CHALLENGE:
Return every line in the records below that contains the string "asphalt", copying each such line in full.

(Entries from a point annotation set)
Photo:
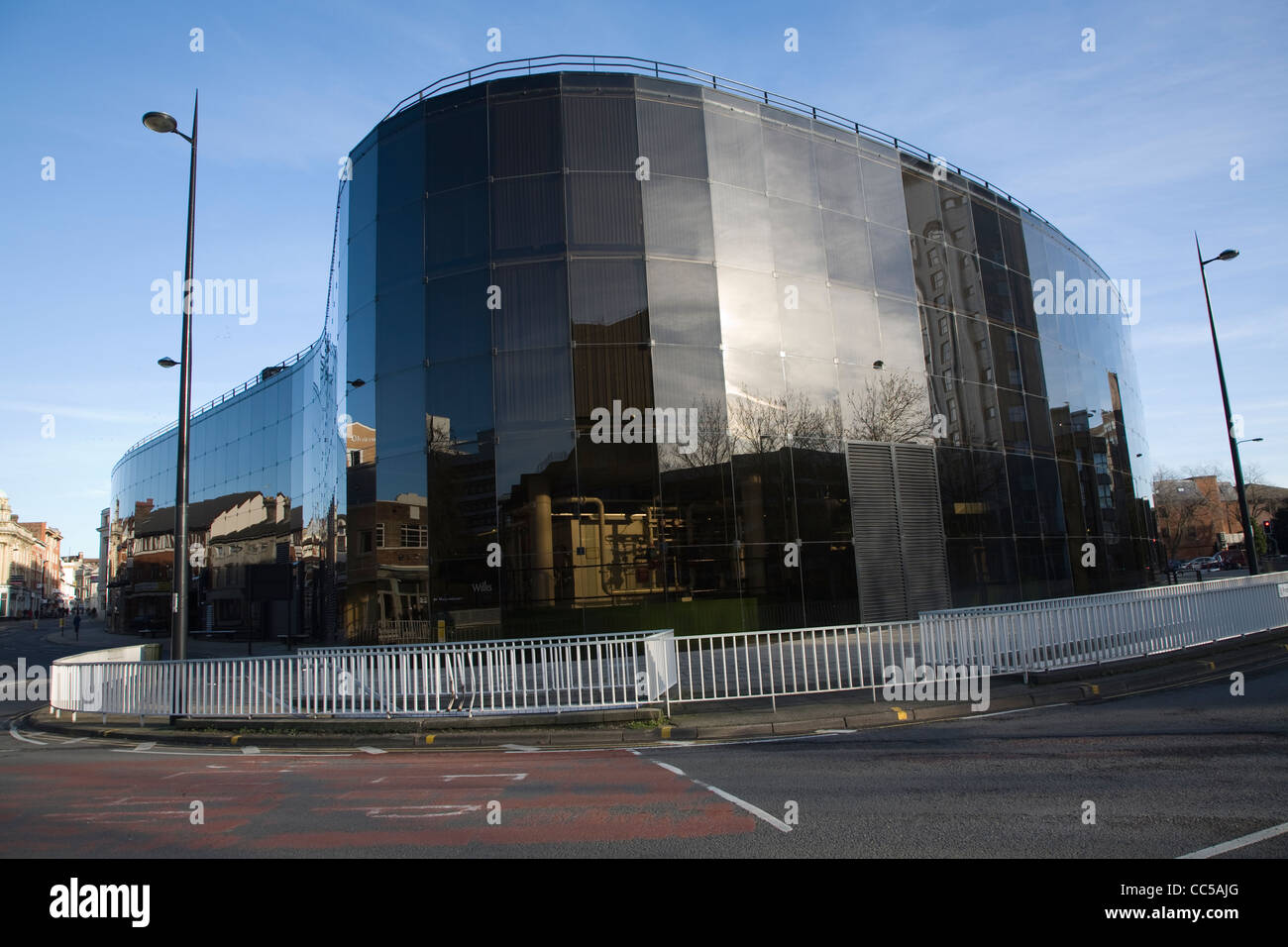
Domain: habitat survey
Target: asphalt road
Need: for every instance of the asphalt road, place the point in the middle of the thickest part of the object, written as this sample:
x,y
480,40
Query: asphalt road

==

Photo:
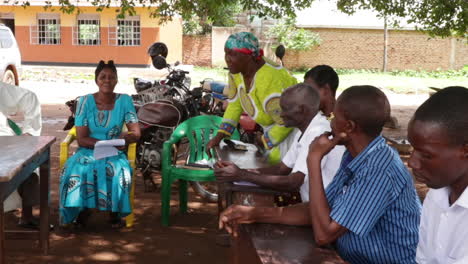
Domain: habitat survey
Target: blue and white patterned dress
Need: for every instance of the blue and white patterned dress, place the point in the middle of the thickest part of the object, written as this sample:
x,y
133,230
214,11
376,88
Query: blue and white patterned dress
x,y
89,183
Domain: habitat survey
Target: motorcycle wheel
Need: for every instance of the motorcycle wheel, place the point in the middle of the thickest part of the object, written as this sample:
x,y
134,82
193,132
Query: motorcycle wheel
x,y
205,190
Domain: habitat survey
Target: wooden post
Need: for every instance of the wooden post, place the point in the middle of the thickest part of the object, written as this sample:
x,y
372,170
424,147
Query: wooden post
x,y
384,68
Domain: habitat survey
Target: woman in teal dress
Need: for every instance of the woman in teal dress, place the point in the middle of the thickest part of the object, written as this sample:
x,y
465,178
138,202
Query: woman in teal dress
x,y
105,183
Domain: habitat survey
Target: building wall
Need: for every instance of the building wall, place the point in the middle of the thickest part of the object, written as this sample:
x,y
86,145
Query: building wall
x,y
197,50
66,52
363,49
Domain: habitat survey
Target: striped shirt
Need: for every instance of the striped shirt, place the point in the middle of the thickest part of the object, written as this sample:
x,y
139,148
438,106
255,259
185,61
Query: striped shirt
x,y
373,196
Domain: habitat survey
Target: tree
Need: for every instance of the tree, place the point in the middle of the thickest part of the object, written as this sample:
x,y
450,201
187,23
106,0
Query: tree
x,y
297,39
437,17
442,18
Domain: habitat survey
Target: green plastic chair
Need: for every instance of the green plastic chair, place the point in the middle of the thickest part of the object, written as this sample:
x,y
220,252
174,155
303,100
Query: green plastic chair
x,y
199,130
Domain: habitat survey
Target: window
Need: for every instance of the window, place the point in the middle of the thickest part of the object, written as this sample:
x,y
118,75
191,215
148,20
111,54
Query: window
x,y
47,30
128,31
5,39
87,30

CORRECT RESULT:
Target: asphalt road
Need: for every instance of the asphalt road, place the point in the middle of the thickest part of the object, written as this sample:
Query: asphalt road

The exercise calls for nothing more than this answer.